**What you will do**.
Reproduce the items in the part that opens with the line containing "woman in purple" and closes with the line containing "410, 0, 453, 48", changing "aerial photo" to "overhead image" and leaving everything else unaltered. Omit the pictures from your answer.

(Rows from a dataset for labeling boxes)
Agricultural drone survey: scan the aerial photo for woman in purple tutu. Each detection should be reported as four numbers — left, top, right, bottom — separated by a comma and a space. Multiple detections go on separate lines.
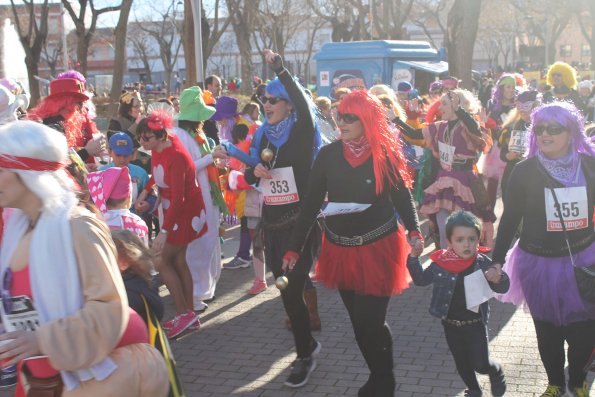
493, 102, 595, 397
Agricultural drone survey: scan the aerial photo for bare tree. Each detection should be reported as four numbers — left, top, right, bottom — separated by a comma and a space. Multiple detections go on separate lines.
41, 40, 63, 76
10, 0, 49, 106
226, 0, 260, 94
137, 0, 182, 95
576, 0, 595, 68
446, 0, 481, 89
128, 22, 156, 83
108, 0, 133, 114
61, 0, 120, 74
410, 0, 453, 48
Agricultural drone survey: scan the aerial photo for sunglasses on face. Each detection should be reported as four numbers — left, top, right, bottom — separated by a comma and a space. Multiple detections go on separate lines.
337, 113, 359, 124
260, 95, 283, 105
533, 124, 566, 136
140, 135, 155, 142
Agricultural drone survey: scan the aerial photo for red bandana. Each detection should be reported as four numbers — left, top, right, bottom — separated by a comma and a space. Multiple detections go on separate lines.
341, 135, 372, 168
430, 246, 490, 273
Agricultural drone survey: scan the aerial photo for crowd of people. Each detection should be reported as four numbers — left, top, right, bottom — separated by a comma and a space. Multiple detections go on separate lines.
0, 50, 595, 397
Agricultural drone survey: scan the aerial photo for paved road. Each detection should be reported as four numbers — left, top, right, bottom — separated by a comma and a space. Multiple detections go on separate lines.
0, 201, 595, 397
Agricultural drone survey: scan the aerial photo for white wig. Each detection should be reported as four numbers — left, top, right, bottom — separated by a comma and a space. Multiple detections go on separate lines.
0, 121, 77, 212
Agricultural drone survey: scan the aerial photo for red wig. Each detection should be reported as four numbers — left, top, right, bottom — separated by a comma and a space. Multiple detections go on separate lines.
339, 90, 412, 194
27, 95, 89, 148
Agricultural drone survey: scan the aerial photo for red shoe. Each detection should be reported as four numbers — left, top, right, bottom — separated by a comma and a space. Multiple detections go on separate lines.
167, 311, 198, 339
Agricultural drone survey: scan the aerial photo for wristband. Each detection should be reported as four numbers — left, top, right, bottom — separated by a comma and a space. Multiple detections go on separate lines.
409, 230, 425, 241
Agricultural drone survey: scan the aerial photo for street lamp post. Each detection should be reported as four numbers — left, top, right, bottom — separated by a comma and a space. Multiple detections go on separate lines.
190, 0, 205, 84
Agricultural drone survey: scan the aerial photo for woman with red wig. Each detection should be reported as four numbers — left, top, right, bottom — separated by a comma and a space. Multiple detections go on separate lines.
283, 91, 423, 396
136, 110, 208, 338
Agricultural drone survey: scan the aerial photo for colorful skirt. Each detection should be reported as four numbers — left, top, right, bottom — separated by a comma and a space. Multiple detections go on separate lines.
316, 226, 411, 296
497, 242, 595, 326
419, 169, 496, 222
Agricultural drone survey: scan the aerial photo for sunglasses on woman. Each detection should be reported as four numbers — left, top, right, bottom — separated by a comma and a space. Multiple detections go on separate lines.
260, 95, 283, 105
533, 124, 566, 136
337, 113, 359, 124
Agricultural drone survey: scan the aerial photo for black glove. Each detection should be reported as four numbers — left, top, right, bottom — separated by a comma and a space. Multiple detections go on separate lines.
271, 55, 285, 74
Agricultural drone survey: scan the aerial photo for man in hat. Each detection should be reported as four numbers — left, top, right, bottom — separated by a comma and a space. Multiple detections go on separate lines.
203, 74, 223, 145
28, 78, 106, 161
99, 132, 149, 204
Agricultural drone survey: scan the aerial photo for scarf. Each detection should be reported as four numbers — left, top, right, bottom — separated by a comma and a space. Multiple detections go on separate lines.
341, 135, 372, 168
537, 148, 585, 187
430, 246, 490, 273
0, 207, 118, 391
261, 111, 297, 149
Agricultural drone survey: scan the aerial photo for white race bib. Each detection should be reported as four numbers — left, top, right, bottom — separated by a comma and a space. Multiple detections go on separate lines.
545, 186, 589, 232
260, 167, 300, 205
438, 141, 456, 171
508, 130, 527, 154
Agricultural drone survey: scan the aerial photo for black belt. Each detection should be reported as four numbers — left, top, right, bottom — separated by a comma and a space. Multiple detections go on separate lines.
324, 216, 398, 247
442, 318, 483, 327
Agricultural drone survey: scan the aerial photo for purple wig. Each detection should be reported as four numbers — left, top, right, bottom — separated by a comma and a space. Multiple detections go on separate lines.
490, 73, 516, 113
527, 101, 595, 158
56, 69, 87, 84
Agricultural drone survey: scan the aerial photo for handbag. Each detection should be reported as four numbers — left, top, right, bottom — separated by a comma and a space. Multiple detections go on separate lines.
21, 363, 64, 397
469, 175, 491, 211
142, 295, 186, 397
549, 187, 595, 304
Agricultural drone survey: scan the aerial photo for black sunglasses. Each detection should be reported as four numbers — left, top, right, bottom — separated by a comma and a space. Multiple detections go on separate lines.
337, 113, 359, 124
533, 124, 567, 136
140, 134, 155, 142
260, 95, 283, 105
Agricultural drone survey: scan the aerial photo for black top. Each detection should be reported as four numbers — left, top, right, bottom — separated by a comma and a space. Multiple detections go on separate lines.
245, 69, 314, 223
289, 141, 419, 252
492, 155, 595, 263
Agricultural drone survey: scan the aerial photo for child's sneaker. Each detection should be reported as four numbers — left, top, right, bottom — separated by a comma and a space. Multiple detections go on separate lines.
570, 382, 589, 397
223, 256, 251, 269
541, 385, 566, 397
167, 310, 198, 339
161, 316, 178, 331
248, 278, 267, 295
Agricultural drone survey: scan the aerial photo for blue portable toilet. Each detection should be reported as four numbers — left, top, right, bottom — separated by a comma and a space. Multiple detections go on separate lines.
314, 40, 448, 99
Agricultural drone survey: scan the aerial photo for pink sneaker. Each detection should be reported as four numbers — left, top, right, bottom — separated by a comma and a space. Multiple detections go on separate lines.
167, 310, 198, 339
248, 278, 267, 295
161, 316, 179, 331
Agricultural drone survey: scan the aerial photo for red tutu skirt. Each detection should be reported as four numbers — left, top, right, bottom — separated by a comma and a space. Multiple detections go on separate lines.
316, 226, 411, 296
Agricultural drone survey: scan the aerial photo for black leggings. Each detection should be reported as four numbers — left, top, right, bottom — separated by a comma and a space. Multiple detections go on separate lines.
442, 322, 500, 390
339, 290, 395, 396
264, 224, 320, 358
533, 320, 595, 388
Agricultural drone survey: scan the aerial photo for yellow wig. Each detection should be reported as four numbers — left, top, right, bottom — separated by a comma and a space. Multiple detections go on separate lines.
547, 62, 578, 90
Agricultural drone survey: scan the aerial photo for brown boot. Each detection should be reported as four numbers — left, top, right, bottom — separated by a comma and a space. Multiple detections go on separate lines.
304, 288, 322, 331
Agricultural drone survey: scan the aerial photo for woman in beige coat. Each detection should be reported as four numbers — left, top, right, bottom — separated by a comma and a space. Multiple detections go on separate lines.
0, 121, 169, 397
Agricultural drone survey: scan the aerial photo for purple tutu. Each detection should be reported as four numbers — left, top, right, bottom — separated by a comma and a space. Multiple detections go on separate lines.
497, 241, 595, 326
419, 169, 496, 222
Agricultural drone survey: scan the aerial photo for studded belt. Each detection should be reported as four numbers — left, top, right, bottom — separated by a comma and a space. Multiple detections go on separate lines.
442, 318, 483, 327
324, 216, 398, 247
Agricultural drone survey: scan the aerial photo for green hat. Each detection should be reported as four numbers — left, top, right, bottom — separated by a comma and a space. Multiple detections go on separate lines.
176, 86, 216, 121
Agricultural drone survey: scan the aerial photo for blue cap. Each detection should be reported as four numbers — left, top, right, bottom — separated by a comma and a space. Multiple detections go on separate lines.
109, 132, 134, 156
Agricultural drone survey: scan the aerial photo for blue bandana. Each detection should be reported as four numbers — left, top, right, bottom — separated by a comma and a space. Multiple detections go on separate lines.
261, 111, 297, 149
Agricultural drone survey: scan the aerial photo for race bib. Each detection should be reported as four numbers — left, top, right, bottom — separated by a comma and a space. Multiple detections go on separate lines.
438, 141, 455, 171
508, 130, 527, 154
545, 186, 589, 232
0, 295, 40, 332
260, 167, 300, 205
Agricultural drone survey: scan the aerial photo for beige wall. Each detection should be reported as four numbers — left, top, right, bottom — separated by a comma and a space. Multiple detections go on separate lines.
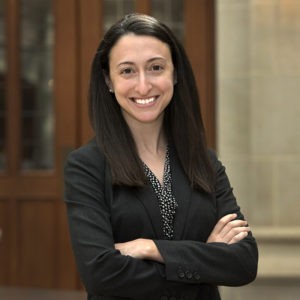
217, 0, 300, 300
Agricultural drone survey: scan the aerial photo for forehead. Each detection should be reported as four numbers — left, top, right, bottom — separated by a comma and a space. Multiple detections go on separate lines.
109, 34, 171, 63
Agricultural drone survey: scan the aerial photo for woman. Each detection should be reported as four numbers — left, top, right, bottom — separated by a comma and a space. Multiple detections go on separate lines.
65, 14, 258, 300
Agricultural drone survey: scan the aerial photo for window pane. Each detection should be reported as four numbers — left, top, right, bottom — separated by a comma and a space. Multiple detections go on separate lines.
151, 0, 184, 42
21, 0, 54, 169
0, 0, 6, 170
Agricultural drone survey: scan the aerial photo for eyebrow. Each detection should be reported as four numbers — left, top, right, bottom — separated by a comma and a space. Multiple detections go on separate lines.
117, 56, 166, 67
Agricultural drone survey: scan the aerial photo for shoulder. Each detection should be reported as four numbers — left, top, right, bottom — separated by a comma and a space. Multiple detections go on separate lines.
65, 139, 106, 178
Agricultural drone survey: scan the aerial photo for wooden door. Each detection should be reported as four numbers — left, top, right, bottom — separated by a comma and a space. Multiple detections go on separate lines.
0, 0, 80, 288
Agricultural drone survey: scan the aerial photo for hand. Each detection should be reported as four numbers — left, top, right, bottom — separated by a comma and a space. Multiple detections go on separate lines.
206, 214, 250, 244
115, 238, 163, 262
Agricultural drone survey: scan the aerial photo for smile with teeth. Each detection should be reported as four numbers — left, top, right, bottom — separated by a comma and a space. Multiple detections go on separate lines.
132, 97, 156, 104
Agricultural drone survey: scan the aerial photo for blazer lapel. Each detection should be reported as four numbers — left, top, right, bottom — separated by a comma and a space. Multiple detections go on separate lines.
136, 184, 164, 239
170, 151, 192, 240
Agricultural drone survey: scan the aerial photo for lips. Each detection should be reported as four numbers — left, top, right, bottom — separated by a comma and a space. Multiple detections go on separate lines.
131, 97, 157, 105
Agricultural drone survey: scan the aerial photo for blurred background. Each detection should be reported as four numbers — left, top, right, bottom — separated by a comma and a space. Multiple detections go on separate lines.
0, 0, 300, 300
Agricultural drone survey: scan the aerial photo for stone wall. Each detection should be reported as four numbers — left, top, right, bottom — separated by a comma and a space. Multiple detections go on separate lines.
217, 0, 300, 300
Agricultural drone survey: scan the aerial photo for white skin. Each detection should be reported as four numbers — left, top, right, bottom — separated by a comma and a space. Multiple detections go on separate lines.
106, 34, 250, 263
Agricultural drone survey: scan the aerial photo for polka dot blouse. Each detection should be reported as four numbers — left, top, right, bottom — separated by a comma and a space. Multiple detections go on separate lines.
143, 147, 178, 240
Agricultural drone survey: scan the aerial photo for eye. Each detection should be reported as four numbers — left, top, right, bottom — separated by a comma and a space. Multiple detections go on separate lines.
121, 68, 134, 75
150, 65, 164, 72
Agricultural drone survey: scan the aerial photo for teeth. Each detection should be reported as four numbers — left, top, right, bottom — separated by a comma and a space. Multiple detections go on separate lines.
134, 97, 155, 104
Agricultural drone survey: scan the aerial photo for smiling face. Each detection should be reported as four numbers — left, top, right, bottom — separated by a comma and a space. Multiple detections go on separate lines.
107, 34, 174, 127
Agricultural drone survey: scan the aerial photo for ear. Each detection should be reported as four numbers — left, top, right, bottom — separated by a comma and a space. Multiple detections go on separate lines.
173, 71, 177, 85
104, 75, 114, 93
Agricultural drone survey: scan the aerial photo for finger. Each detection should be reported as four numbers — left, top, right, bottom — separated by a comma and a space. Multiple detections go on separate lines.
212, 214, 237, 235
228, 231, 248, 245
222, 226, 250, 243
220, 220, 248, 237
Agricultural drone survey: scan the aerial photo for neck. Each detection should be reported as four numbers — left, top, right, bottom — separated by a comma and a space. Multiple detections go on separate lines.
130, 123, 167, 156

...

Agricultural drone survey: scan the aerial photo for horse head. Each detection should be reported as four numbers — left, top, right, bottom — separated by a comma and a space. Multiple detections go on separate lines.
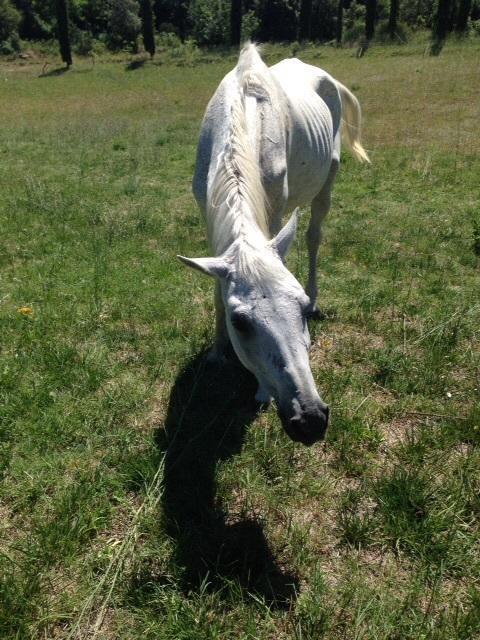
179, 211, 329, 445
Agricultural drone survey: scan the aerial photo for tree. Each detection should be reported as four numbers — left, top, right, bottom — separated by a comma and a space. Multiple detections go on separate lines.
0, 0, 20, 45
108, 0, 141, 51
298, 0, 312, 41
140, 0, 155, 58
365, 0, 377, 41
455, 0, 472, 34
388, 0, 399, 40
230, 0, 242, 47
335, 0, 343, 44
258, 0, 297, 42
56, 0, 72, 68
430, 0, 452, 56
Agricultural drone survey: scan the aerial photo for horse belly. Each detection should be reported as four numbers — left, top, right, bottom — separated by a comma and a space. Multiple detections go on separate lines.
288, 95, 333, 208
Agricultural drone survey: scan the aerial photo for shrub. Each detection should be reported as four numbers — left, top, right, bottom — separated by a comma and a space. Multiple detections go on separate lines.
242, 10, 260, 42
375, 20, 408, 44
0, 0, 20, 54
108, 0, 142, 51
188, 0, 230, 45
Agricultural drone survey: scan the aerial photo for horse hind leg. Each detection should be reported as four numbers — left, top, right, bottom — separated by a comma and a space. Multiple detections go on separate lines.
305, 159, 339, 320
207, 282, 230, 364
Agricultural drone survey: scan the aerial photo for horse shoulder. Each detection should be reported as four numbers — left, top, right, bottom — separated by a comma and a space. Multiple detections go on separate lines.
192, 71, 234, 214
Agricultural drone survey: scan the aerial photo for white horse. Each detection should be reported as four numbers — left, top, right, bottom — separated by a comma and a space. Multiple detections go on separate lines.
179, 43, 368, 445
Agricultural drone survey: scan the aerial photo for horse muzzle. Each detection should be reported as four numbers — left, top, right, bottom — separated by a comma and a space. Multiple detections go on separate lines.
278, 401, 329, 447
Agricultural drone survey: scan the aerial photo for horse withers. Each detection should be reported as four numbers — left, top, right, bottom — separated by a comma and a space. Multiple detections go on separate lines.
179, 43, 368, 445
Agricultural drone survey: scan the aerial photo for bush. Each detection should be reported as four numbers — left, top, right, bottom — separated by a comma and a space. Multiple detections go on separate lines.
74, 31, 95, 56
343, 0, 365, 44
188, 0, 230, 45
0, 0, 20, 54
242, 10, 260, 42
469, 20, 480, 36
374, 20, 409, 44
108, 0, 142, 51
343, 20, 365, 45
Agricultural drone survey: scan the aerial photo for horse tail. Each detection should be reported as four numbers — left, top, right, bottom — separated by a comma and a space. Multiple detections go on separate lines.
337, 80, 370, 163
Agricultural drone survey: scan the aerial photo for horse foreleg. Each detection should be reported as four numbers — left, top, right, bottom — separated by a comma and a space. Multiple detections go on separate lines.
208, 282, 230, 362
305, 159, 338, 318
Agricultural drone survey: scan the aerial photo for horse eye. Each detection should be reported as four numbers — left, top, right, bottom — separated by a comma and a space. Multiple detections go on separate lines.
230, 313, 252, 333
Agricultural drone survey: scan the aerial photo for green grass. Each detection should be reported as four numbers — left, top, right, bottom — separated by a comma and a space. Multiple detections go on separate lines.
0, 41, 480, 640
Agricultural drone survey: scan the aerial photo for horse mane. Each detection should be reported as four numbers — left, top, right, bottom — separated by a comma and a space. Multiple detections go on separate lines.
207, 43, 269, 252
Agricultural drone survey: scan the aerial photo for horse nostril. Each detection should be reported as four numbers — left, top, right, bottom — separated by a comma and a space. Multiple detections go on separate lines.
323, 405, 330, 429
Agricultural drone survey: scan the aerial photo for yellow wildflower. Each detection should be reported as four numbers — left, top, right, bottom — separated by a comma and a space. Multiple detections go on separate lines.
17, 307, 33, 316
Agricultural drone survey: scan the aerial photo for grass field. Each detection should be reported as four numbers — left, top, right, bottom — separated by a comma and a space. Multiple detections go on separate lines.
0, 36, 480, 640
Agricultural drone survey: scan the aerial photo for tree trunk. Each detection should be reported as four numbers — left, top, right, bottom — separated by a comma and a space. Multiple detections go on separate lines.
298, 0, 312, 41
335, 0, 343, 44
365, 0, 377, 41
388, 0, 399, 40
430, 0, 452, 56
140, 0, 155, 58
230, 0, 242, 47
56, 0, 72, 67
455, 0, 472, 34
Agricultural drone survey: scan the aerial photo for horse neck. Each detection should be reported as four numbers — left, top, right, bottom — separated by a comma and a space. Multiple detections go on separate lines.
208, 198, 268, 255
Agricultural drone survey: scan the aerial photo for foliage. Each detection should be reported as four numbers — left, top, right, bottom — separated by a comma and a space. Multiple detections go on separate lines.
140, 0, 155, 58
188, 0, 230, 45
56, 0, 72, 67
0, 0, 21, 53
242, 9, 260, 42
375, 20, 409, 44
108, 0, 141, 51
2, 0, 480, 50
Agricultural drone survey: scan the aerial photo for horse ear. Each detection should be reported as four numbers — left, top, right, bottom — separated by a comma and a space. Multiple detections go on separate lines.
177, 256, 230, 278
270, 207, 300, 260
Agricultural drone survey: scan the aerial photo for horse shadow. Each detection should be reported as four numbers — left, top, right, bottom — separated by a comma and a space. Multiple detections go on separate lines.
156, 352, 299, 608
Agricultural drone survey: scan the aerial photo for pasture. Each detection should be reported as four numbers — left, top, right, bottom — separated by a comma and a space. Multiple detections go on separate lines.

**Exercise output**.
Agricultural drone survey: scan the overhead image for woman in purple tutu. Each detection should be reported as four numbers — left, top, right, bottom — separated by a comma and a space. Multiple detections go on separate lines.
493, 102, 595, 397
Agricultural drone survey: scan the overhead image for bare tree. Each detection should be reported as four numbers — left, top, right, bottom — separated by a comma and a space. Multiple detections go on separate lines.
41, 40, 63, 76
10, 0, 49, 106
226, 0, 260, 94
137, 0, 182, 95
576, 0, 595, 68
446, 0, 481, 89
128, 22, 156, 83
108, 0, 133, 114
61, 0, 120, 74
410, 0, 453, 48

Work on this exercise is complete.